Re: [PATCH] kvm: pass the virtual SEI syndrome to guest OS

2017-04-07 Thread Laszlo Ersek
On 04/07/17 04:52, gengdongjiu wrote:
> 
> On 2017/4/7 2:55, Laszlo Ersek wrote:

>> I'm unsure if, by "not fixed", you are saying
>>
>>   the number of CPER entries that fits in Error Status Data Block N is
>>   not *uniform* across 0 <= N <= 10 [1]
>>
>> or
>>
>>   the number of CPER entries that fits in Error Status Data Block N is
>>   not *known* in advance, for all of 0 <= N <= 10 [2]
>>
>> Which one is your point?
>>
>> If [1], that's no problem; you can simply sum the individual error
>> status data block sizes in advance, and allocate "etc/hardware_errors"
>> accordingly, using the total size.
>>
>> (Allocating one shared fw_cfg blob for all status data blocks is more
>> memory efficient, as each ALLOCATE command will allocate whole pages
>> (rounded up from the actual blob size).)
>>
>> If your point is [2], then splitting the error status data blocks to
>> separate fw_cfg blobs makes no difference: regardless of whether we try
>> to place all the error status data blocks in a single fw_cfg blob, or in
>> separate fw_cfg blobs, the individual data block cannot be resized at OS
>> runtime, so there's no way to make it work.
>>
> My Point is [2]. The HEST(Hardware Error Source Table) table format is here:
> https://wiki.linaro.org/LEG/Engineering/Kernel/RAS/APEITables#Hardware_Error_Source_Table_.28HEST.29
> 
> Now I understand your thought.

But if you mean [2], then I am confused, with regard to firmware on
physical hardware. Namely, even on physical machines, the firmware has
to estimate, in advance, the area size that will be needed for CPERs,
doesn't it? And once the firmware allocates that memory area, it cannot
be resized at OS runtime. If there are more CPERs at runtime (due to
hardware errors) than the firmware allocated room for, they must surely
wrap around in the preallocated buffer (like in a ring buffer). Isn't
that correct?

WRITTEN REQUEST 1 -
Write out the records again from the first line through the line containing "M 434 168 L", including both of those lines and the requests. Add 7 to every coordinate in the answers.

PROVIDED RECORDS -

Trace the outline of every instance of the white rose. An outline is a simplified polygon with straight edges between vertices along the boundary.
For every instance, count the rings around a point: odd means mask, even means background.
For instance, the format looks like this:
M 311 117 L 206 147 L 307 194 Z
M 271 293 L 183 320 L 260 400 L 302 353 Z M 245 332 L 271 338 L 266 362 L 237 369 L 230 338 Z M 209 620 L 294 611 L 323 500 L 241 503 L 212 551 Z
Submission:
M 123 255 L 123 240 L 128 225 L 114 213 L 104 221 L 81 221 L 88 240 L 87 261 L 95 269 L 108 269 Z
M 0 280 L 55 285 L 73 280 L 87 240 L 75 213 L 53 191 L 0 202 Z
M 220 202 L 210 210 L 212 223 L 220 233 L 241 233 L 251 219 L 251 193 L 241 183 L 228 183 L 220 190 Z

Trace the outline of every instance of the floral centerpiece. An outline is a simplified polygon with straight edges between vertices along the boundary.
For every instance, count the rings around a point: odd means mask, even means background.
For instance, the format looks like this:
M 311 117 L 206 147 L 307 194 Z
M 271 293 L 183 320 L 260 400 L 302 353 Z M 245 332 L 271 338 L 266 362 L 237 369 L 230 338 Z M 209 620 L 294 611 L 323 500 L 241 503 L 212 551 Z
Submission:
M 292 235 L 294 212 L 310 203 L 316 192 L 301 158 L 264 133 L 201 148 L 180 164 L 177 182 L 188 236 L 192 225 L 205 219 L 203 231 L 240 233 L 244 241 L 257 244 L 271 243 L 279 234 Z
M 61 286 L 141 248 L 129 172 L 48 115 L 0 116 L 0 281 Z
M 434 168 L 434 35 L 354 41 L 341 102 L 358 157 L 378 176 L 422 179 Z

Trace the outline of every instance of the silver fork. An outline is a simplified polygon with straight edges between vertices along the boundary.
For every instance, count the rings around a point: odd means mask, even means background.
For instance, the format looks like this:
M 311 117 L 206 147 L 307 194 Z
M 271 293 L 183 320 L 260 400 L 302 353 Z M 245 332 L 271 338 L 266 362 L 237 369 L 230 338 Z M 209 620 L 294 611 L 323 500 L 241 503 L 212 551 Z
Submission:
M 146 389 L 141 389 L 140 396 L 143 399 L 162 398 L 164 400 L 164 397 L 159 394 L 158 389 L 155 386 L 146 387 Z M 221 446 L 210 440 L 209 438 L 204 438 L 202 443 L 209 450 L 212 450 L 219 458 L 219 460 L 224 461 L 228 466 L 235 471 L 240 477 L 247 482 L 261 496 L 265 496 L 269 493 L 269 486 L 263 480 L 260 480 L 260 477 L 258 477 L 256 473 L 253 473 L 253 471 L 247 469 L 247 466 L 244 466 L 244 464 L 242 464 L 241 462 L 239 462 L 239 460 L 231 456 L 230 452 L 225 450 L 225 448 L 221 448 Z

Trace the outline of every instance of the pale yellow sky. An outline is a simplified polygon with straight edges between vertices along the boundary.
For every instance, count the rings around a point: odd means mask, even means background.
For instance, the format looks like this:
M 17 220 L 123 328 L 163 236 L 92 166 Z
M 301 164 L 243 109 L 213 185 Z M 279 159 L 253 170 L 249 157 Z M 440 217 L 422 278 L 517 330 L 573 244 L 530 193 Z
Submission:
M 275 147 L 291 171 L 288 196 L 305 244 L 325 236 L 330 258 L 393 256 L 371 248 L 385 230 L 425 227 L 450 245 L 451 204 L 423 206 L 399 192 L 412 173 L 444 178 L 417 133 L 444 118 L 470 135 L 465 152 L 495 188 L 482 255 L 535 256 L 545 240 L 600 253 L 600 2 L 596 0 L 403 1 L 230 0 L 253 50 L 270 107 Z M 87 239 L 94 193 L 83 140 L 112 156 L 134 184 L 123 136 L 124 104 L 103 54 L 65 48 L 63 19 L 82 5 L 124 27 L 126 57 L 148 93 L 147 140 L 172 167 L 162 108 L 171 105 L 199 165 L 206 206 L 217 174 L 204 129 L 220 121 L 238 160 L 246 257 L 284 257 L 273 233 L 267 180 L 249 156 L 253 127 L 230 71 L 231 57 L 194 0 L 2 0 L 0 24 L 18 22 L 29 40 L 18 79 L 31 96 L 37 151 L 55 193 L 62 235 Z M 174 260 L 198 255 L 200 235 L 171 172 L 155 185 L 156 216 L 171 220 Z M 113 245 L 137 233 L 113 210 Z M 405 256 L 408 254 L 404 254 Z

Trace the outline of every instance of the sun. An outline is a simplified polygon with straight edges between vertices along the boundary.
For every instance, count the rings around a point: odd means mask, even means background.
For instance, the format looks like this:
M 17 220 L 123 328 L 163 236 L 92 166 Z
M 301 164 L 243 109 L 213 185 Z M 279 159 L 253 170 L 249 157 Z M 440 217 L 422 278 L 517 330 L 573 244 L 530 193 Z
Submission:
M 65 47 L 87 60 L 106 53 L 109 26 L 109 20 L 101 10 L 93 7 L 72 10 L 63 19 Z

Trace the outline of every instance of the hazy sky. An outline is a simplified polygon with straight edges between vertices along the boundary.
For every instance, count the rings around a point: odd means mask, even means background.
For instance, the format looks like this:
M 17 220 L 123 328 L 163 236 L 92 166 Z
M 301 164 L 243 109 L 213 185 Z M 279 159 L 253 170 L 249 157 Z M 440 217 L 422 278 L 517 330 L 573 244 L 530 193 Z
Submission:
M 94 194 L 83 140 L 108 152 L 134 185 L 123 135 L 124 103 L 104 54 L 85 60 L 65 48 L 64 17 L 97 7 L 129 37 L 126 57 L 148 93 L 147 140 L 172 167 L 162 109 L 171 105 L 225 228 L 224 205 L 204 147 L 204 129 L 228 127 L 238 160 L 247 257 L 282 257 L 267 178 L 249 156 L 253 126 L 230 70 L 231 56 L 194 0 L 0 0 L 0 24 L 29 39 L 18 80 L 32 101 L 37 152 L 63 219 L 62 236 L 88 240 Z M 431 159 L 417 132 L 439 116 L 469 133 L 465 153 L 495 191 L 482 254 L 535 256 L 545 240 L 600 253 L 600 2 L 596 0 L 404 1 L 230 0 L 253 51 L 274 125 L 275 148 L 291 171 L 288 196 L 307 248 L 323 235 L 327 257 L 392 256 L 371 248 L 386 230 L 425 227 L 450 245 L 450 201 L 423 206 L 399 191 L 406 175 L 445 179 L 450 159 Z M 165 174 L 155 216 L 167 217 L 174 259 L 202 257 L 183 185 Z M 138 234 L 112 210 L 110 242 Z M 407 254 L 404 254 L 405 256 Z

WRITTEN REQUEST 2 -
According to the forum thread, why is allocating one shared fw_cfg blob for all status data blocks more memory efficient?

OUTPUT 1 -
Trace the outline of every instance of the white rose. An outline is a simplified polygon with straight edges between vertices along the boundary.
For every instance, count the rings around a point: odd means mask, even means background.
For instance, the format looks like this:
M 311 117 L 206 147 L 307 194 Z
M 271 293 L 183 320 L 260 400 L 302 353 Z M 245 332 L 271 338 L 266 362 L 237 369 L 230 338 Z M 209 620 L 294 611 L 323 500 L 241 503 L 212 551 Z
Submission:
M 130 262 L 130 247 L 135 232 L 121 220 L 111 228 L 88 228 L 95 247 L 94 268 L 102 276 L 115 276 Z
M 7 287 L 62 292 L 80 287 L 94 247 L 82 220 L 60 198 L 7 209 Z
M 227 209 L 217 217 L 219 230 L 227 240 L 248 240 L 258 226 L 258 200 L 248 190 L 235 190 L 227 197 Z

Trace the outline of every instance of the floral centerpiece. An outline is a simplified polygon with straight edges between vertices along the boundary.
For every instance, count the rings around a point: odd means mask, even means background.
For instance, the format looks like this:
M 311 117 L 206 147 L 307 194 Z
M 271 293 L 183 320 L 260 400 L 302 353 Z M 245 332 L 271 338 L 266 362 L 237 369 L 230 338 Z M 209 620 L 294 611 L 323 500 L 241 503 L 212 551 Z
Submission:
M 299 242 L 301 219 L 317 210 L 323 199 L 308 165 L 271 140 L 208 155 L 187 171 L 184 189 L 195 243 L 199 232 L 212 226 L 210 238 L 247 240 L 251 248 L 264 251 L 278 250 L 286 241 Z
M 68 293 L 148 255 L 136 179 L 55 122 L 7 123 L 7 288 Z
M 441 175 L 441 42 L 361 48 L 348 109 L 365 164 L 385 183 L 429 186 Z

OUTPUT 2 -
Each ALLOCATE command allocates whole pages, rounded up from the actual blob size.